Page excerpt:
────
[TUHS] Article on BSD, etc history

segaloco via TUHS tuhs at tuhs.org
Tue Feb 20 06:22:20 AEST 2024


On Monday, February 19th, 2024 at 12:03 PM, Åke Nordin <ake.nordin at netia.se> wrote:

> On 2024-02-18 15:12, Rich Salz wrote:
> 
> > https://www.abortretry.fail/p/the-berkley-software-distribution
> 
> 
> Thanks, appreciated.
> 
> Good read, seemingly fair balance between comprehensiveness and accessibility, no falsehoods that were obvious to me (but then I never had much insight).
> 
> --
> Åke Nordin ake.nordin at netia.se, resident Net/Lunix/telecom geek.
> 
> Netia Data AB, Stockholm SWEDEN 467O466Ol99#

>From the article:

> Eventually, Standiford reached out to Thompson, and Thompson
> would connect to the University’s 11/45 over a three hundred
> baud acoustic coupler to remotely debug crash dumps from New
> Jersey. I personally like to imagine that it was a Novation
> CAT 300, but I haven’t been able to find a model number of
> the modem, and I haven’t found any reference to what system
> Thompson was actually using. Plus, the Novation CAT 300
> wouldn’t be released for several years."
────
Written request:
Copy the mailing list post on BSD history word for word, from "On Monday, February" to "resident Net/Lunix/telecom geek.".
────
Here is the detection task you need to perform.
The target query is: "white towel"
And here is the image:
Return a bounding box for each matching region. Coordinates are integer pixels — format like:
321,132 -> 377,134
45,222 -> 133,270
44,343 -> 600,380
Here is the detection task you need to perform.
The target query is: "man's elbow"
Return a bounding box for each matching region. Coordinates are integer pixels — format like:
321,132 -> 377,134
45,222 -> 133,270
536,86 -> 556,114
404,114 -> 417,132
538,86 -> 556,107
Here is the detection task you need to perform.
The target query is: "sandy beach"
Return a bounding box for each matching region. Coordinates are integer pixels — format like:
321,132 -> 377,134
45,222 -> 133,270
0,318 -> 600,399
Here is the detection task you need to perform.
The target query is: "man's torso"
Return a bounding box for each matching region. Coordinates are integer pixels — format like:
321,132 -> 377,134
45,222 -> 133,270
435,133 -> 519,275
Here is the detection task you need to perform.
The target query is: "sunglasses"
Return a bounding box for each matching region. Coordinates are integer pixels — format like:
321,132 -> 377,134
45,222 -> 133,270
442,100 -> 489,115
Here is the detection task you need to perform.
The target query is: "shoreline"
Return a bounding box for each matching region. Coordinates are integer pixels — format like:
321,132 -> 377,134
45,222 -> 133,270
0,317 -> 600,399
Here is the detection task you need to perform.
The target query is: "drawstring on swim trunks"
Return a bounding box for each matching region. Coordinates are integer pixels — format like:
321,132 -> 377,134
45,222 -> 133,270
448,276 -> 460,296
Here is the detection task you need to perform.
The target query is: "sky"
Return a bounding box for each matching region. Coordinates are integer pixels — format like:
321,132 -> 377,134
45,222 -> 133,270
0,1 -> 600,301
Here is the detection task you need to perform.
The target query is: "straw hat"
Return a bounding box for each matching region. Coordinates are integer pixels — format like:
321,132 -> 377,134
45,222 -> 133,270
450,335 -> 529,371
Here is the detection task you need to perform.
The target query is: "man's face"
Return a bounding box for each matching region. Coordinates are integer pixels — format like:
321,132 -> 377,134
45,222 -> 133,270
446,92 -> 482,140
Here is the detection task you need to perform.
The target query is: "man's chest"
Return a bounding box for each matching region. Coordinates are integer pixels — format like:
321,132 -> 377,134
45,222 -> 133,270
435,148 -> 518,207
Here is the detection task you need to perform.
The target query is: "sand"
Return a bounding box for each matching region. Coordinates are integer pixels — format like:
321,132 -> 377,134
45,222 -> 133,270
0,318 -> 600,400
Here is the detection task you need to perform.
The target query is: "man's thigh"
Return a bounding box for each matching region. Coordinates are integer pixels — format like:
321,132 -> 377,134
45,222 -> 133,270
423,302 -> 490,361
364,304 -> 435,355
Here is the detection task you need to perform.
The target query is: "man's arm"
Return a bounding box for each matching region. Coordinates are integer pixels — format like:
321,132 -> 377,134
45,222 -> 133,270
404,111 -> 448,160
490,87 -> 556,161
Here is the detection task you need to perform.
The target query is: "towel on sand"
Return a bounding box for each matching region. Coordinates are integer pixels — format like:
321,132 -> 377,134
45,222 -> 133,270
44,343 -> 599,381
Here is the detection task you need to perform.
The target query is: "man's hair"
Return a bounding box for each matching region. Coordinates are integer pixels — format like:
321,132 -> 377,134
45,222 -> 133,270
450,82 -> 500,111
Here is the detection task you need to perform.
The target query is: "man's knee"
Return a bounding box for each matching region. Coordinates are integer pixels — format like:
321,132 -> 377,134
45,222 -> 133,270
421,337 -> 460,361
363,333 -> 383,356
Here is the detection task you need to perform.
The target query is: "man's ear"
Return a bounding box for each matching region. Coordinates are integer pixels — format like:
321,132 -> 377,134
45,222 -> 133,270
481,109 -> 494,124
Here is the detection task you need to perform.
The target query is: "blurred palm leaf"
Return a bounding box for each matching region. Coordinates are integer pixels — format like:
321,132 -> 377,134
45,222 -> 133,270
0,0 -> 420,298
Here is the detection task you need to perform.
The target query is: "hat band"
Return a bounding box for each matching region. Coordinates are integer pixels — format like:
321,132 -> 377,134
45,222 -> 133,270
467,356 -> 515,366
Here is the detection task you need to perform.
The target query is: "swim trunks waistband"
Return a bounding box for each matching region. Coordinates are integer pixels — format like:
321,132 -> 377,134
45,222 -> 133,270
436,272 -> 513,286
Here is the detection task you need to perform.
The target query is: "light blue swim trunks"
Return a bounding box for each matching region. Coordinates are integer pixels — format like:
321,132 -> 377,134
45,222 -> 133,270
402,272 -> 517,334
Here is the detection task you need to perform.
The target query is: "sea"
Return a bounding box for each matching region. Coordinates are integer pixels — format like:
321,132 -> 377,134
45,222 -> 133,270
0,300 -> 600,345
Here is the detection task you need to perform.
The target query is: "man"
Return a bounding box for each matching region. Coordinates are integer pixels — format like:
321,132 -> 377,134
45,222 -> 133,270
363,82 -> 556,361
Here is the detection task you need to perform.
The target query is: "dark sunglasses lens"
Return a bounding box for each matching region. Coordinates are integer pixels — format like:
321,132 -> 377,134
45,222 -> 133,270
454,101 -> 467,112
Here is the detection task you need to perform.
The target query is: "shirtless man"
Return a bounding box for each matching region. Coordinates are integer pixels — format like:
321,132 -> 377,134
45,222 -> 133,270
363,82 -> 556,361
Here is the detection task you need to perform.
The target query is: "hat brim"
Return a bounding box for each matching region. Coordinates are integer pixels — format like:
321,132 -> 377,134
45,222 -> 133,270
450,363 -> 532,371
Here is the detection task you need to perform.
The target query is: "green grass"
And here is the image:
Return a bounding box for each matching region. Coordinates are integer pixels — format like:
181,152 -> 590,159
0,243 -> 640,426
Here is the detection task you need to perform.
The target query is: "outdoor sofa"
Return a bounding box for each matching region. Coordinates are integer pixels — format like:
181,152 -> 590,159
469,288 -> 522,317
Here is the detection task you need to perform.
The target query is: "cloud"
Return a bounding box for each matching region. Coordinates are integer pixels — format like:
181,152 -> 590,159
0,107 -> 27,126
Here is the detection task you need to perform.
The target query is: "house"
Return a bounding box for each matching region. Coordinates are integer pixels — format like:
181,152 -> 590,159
────
Correct answer:
On Monday, February 19th, 2024 at 12:03 PM, Åke Nordin <ake.nordin at netia.se> wrote:

> On 2024-02-18 15:12, Rich Salz wrote:
> 
> > https://www.abortretry.fail/p/the-berkley-software-distribution
> 
> 
> Thanks, appreciated.
> 
> Good read, seemingly fair balance between comprehensiveness and accessibility, no falsehoods that were obvious to me (but then I never had much insight).
> 
> --
> Åke Nordin ake.nordin at netia.se, resident Net/Lunix/telecom geek.